TASK TO CARRY OUT:
Once you have read the listing, print all of it word for word.

:: MATERIAL FOR THIS TASK ::

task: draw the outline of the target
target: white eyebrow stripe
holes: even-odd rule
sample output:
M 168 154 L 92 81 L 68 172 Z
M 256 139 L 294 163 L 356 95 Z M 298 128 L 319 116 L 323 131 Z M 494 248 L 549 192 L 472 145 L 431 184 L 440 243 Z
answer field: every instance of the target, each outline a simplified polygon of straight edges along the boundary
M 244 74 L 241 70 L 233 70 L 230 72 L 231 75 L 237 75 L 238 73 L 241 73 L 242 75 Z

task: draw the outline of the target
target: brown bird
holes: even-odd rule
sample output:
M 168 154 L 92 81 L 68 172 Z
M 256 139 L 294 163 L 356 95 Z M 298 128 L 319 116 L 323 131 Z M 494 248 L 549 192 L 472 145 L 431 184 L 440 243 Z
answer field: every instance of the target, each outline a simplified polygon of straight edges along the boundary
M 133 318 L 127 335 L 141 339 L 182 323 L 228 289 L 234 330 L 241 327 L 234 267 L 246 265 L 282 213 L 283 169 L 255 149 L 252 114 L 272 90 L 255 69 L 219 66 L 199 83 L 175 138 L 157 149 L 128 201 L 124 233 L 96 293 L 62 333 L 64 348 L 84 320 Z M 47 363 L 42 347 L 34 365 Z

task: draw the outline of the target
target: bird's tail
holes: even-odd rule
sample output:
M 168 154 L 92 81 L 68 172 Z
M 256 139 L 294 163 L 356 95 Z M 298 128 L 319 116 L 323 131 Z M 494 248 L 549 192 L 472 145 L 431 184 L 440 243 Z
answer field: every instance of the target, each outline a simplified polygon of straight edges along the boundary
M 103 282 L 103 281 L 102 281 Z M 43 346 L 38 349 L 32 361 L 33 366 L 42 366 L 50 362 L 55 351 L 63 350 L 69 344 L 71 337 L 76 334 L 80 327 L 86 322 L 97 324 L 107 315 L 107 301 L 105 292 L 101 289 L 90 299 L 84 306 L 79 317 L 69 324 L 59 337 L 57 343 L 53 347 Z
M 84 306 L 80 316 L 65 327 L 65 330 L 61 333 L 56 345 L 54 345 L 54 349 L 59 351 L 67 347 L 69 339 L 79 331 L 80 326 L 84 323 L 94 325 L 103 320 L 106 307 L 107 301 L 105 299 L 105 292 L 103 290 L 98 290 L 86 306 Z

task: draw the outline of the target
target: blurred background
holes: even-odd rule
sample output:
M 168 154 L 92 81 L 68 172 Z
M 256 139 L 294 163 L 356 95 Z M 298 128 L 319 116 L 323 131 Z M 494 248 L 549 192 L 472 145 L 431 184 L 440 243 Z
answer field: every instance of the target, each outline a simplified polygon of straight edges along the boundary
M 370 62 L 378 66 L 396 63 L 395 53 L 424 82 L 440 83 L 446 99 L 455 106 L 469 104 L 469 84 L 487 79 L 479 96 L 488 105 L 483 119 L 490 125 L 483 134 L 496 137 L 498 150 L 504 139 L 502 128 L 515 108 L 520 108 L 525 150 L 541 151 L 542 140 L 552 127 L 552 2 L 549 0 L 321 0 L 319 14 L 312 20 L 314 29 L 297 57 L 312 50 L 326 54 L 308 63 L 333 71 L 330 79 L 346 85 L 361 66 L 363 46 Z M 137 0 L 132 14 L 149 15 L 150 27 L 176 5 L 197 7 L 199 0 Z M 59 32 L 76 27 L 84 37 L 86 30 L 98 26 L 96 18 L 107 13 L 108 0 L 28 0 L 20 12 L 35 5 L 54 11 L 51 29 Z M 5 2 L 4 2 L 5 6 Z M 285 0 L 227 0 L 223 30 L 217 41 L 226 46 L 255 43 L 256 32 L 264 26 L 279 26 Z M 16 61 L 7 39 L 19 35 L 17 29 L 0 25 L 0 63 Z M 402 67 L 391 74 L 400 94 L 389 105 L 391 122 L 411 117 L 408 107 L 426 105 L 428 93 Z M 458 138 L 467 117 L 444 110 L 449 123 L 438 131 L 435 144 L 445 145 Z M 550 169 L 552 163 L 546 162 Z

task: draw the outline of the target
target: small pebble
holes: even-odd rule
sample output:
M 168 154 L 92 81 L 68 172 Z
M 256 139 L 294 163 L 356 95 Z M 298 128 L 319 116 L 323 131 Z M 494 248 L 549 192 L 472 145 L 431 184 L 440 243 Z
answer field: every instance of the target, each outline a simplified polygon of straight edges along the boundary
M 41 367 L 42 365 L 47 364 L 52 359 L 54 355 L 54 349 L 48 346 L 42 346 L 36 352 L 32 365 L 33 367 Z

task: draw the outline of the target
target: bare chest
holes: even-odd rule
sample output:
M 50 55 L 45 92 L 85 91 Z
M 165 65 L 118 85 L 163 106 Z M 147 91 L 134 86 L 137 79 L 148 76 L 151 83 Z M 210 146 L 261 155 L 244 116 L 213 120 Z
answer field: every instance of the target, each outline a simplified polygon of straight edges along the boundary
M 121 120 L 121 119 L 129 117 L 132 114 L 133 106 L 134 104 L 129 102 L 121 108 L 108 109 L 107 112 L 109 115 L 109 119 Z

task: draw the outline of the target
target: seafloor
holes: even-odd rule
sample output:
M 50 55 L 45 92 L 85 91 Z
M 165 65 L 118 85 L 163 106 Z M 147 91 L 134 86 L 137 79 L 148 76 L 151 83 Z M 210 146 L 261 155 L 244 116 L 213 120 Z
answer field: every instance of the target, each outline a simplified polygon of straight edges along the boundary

:::

EXERCISE ANSWER:
task: draw the outline of the target
target: white eyebrow stripe
holes: even-odd rule
sample output:
M 168 154 L 92 81 L 68 172 Z
M 256 139 L 294 163 L 356 95 Z M 298 128 L 319 116 L 323 131 Z M 494 248 L 549 192 L 472 145 L 431 184 L 440 243 Z
answer field: every instance of the target, each outline a simplified polygon of straight edges along the boundary
M 244 74 L 241 70 L 233 70 L 230 72 L 231 75 L 237 75 L 238 73 L 241 73 L 242 75 Z

task: draw the outline of the target
target: brown bird
holes: even-odd rule
sample output:
M 168 154 L 92 81 L 68 172 Z
M 256 139 L 294 163 L 356 95 Z M 298 128 L 319 116 L 323 131 Z M 494 248 L 549 192 L 472 145 L 431 184 L 440 243 Z
answer field: every instance of the target, each outline a simplified polygon of straight edges along the boundary
M 133 318 L 127 335 L 141 339 L 182 323 L 228 289 L 234 330 L 241 327 L 234 267 L 246 265 L 282 213 L 283 169 L 255 149 L 252 114 L 272 90 L 255 69 L 219 66 L 199 83 L 175 138 L 157 149 L 128 201 L 124 233 L 96 293 L 62 333 L 64 348 L 84 320 Z M 47 363 L 42 347 L 34 365 Z

task: draw the outline of the target
target: bird's tail
holes: even-odd rule
sample output:
M 168 154 L 92 81 L 68 172 Z
M 256 139 L 294 163 L 356 95 Z M 298 128 L 319 116 L 323 131 Z M 494 248 L 549 192 L 472 145 L 431 184 L 440 243 Z
answer field: every instance of the target, each outline a simplified polygon of straight edges along the boundary
M 103 282 L 103 281 L 102 281 Z M 43 346 L 38 349 L 32 361 L 33 366 L 42 366 L 50 362 L 55 351 L 63 350 L 69 344 L 71 337 L 76 334 L 80 327 L 86 322 L 97 324 L 107 315 L 107 301 L 105 292 L 101 289 L 90 299 L 84 306 L 79 317 L 69 324 L 59 337 L 57 343 L 53 347 Z
M 84 306 L 80 316 L 65 327 L 65 330 L 61 333 L 56 345 L 54 345 L 54 349 L 59 351 L 67 347 L 69 339 L 79 331 L 80 326 L 84 323 L 94 325 L 103 320 L 106 307 L 107 301 L 105 299 L 105 292 L 103 290 L 98 290 L 86 306 Z

task: draw the outline of the target
target: blurred background
holes: even-odd rule
sample output:
M 168 154 L 92 81 L 68 172 Z
M 256 139 L 294 163 L 356 95 Z M 298 128 L 319 116 L 323 131 Z M 494 248 L 549 192 L 472 145 L 431 184 L 440 243 Z
answer field: every instance of the target, each outline a simplified polygon of straight edges along the boundary
M 370 62 L 378 66 L 396 63 L 395 53 L 424 82 L 440 83 L 446 99 L 455 106 L 469 104 L 469 84 L 487 79 L 479 96 L 488 105 L 483 119 L 490 125 L 483 134 L 496 137 L 498 150 L 504 139 L 502 128 L 515 108 L 520 108 L 525 150 L 541 151 L 542 140 L 552 127 L 552 2 L 549 0 L 321 0 L 319 14 L 312 20 L 314 29 L 297 57 L 312 50 L 326 54 L 308 63 L 333 71 L 330 79 L 346 85 L 361 66 L 363 46 Z M 137 0 L 132 14 L 149 15 L 150 27 L 176 5 L 197 7 L 199 0 Z M 59 32 L 76 27 L 84 37 L 86 30 L 98 26 L 96 18 L 107 13 L 108 0 L 28 0 L 20 12 L 35 5 L 54 11 L 51 29 Z M 5 2 L 4 2 L 5 6 Z M 285 0 L 227 0 L 223 30 L 217 41 L 226 46 L 255 43 L 256 32 L 264 26 L 279 26 Z M 16 61 L 7 39 L 19 35 L 17 29 L 0 25 L 0 63 Z M 402 67 L 391 74 L 400 94 L 389 105 L 391 122 L 411 117 L 408 107 L 426 105 L 428 93 Z M 458 138 L 467 117 L 444 110 L 449 123 L 438 131 L 435 144 L 445 145 Z M 550 169 L 552 163 L 546 162 Z

task: draw the outline of the target
target: small pebble
holes: even-odd rule
sample output:
M 168 154 L 92 81 L 68 172 Z
M 256 139 L 294 163 L 356 95 Z M 298 128 L 319 116 L 323 131 Z M 494 248 L 549 192 L 472 145 L 431 184 L 440 243 Z
answer field: every instance of the target, each outline a simplified polygon of straight edges along the boundary
M 41 367 L 42 365 L 47 364 L 52 359 L 54 355 L 54 349 L 48 346 L 42 346 L 36 352 L 32 365 L 33 367 Z

task: draw the outline of the target
target: bare chest
holes: even-odd rule
sample output:
M 50 55 L 45 92 L 85 91 Z
M 165 65 L 118 85 L 163 106 Z M 147 91 L 134 86 L 137 79 L 148 76 L 151 83 Z M 210 146 L 261 155 L 244 116 L 213 120 Z
answer field: every instance of the target, each outline a simplified polygon of straight edges along the boundary
M 121 120 L 121 119 L 129 117 L 132 114 L 133 106 L 134 104 L 129 102 L 121 108 L 108 109 L 107 112 L 109 115 L 109 119 Z

task: draw the outline of the target
target: seafloor
holes: even-odd rule
sample output:
M 50 55 L 45 92 L 85 91 Z
M 165 65 L 118 85 L 163 106 Z M 147 91 L 134 86 L 137 79 L 148 76 L 151 83 Z M 210 146 L 261 155 L 244 116 L 213 120 Z
answer field: every instance of the target, each outline a simplified polygon of straight edges along the boundary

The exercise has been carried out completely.